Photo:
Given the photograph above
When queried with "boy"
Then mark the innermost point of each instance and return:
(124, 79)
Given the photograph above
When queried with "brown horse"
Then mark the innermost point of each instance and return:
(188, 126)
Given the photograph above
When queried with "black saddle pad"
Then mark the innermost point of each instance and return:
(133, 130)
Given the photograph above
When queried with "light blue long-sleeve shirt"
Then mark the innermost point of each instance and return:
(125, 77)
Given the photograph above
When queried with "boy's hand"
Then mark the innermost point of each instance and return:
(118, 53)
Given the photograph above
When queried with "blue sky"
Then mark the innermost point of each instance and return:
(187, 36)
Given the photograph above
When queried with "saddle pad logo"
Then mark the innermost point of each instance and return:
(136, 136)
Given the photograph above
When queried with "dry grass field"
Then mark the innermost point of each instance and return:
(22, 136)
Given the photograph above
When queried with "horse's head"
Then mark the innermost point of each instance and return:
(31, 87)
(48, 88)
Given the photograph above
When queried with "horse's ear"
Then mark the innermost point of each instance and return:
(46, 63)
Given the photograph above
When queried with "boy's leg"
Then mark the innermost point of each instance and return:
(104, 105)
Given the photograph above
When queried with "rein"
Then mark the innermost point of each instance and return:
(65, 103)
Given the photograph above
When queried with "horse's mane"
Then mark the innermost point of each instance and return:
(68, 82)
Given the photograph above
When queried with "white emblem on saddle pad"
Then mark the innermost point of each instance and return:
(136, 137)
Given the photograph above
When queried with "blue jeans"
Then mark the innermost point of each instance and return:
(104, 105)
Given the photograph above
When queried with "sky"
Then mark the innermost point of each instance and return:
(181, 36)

* * *

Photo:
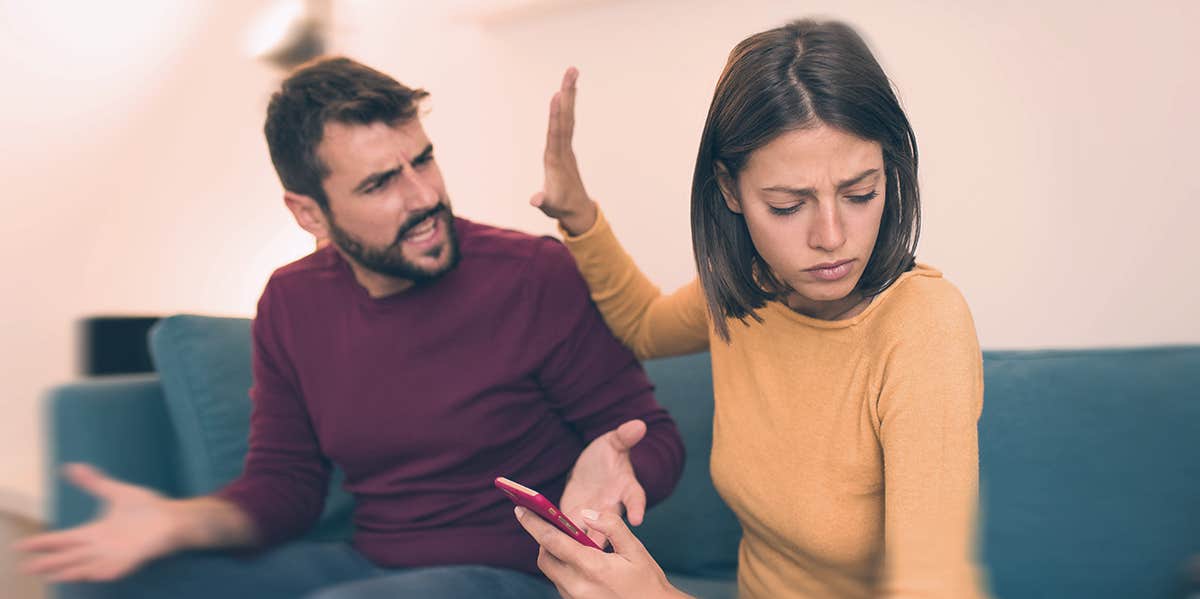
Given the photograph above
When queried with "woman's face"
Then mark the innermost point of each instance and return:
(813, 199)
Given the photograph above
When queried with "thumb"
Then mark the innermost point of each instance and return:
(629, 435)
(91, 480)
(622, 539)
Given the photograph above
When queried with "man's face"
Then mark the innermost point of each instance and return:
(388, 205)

==

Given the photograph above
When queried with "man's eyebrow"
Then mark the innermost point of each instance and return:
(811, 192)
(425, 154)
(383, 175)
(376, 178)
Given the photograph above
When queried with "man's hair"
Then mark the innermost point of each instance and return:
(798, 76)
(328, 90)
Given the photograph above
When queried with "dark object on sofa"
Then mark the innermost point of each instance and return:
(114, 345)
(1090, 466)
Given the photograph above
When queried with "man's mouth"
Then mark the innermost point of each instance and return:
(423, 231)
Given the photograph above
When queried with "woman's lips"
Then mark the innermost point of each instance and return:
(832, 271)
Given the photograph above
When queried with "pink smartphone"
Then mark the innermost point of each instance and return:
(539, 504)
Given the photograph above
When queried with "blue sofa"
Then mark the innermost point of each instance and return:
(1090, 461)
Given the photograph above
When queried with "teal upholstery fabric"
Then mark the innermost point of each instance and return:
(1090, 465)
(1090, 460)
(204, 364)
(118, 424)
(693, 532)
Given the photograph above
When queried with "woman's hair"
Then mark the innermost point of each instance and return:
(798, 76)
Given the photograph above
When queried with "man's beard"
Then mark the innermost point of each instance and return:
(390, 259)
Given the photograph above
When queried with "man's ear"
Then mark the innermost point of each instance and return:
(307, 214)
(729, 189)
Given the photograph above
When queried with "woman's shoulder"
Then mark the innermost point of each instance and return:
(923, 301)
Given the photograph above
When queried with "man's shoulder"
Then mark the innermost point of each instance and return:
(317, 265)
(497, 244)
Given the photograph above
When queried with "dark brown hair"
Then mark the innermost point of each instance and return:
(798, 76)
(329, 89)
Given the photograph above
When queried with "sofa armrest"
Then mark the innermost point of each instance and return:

What is needed: Please pick out every line in the rows above that contains the string "brown", and copy each one in full.

Output for this task:
When queried with "brown horse"
When queried with "dark brown hair"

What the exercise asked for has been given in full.